--- Study text Enclosed Below ---

The Complete Picture¶

You've Made It¶

If you've read through every lesson in order, you now understand every single line of microgpt.py. Let's zoom out and see the whole thing as one coherent story.

The Story of 200 Lines¶

Act 1: The World (Lines 1–27)Act 2: The Engine (Lines 29–72)Act 3: The Mind (Lines 74–144)Act 4: The Training (Lines 146–184)Act 5: The Voice (Lines 186–200)

"Let there be data."

We start with a text file of 32,000 human names. Each name is a sequence of characters. We build a tokenizer: 26 letters + 1 BOS token = 27 tokens total.

What we built: A dataset and a way to encode/decode text.

"Let there be learning."

We build a tiny automatic differentiation engine — the Value class. Every number remembers how it was computed. When we call backward(), it walks the computation graph in reverse, computing derivatives using the chain rule.

What we built: An autograd engine that makes training possible.

"Let there be intelligence."

We initialize ~4,000 random parameters and define the architecture:

Embed → Normalize → Attend → Think → Predict

Embeddings give each token a rich representation
Attention lets tokens look at their context
MLP does non-linear processing
Residual connections preserve information
RMSNorm keeps values stable

What we built: A Transformer that maps tokens to predictions.

"Let there be knowledge."

The model starts knowing nothing. Over 500 steps, we show it names, measure prediction error (cross-entropy), compute gradients (backpropagation), and adjust parameters (Adam with cosine decay).

The loss drops from ~3.3 (random chance) to ~1.5 (reasonably good).

What we built: A training loop that instills knowledge into parameters.

--- End of Enclosed Study text ---

## Required action
Transcribe the section of the microgpt.py overview that runs from "Embed → Normalize" up to and including "with cosine decay).".

--- Records supplied Enclosed Below ---

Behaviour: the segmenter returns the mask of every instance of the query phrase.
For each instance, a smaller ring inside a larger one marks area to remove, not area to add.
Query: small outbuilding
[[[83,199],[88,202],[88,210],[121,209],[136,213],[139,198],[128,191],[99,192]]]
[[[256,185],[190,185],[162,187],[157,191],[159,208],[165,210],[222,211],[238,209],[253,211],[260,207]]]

--- End of Enclosed Records supplied ---

## Output for this exercise
Embed → Normalize → Attend → Think → Predict

Embeddings give each token a rich representation
Attention lets tokens look at their context
MLP does non-linear processing
Residual connections preserve information
RMSNorm keeps values stable

What we built: A Transformer that maps tokens to predictions.

"Let there be knowledge."

The model starts knowing nothing. Over 500 steps, we show it names, measure prediction error (cross-entropy), compute gradients (backpropagation), and adjust parameters (Adam with cosine decay).